▶ EXERCISE:
Rewrite the lines of the records starting at the line that contains "# test: pointer marks the coiled" and ending at the end of the records, changing "leash" to "cord" and leaving everything else the same.

▶ RECORDS FOR PROCESSING:
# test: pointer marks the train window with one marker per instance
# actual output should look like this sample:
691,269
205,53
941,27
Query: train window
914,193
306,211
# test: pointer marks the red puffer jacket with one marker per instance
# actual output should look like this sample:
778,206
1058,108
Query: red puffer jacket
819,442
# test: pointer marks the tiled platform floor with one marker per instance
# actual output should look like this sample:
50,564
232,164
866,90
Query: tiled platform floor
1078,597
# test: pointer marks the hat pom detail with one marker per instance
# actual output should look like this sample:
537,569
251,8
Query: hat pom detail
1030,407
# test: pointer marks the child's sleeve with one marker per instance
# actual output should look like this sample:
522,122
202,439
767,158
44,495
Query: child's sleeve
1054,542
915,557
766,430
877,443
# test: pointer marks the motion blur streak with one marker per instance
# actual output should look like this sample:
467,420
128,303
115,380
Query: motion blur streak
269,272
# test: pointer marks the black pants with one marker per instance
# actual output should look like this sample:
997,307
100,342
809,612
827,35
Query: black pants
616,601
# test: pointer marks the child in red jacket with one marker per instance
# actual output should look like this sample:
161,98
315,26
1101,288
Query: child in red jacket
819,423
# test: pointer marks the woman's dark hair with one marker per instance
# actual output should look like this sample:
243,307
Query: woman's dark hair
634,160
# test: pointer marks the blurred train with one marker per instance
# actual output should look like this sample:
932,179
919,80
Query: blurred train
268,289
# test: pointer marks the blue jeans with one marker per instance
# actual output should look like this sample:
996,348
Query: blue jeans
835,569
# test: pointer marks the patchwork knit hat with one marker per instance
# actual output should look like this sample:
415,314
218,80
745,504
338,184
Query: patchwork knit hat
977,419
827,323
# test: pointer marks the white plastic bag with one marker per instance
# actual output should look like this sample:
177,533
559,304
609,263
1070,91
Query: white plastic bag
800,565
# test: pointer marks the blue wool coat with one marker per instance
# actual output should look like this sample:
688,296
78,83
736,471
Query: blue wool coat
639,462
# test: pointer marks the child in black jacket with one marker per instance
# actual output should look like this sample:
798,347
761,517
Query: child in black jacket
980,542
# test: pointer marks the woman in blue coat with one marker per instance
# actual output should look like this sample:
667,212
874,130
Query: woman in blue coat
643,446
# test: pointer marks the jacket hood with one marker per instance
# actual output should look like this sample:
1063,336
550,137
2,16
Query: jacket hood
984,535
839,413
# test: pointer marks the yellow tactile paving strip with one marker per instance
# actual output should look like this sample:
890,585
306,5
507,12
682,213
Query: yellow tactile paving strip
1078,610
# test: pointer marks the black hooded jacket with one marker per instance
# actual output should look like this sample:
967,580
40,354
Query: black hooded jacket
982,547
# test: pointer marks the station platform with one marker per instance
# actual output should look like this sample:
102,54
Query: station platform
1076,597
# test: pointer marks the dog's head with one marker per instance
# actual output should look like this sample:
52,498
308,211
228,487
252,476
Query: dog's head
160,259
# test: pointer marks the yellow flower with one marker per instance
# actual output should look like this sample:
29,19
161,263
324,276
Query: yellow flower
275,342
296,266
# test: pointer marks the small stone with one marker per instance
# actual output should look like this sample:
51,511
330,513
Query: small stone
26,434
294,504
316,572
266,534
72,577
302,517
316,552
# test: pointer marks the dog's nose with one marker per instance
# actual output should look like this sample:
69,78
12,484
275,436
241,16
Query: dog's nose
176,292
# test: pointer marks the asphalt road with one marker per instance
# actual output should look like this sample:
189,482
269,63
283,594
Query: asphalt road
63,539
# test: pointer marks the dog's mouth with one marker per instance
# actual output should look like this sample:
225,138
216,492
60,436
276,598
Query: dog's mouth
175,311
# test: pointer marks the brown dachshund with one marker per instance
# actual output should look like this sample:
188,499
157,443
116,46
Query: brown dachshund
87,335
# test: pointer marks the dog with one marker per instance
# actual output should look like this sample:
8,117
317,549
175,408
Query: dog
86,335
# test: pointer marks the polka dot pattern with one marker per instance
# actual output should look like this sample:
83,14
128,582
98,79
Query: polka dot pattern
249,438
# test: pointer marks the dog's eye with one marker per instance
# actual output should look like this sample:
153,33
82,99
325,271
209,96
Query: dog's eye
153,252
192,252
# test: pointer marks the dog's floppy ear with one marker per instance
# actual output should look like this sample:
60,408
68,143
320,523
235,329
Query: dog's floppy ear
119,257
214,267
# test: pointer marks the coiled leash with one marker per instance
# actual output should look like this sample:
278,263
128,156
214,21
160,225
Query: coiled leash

▶ SOLVED EXERCISE:
# test: pointer marks the coiled cord with one marker per instance
# actual output should look like this sample:
278,263
128,156
214,21
160,225
Query: coiled cord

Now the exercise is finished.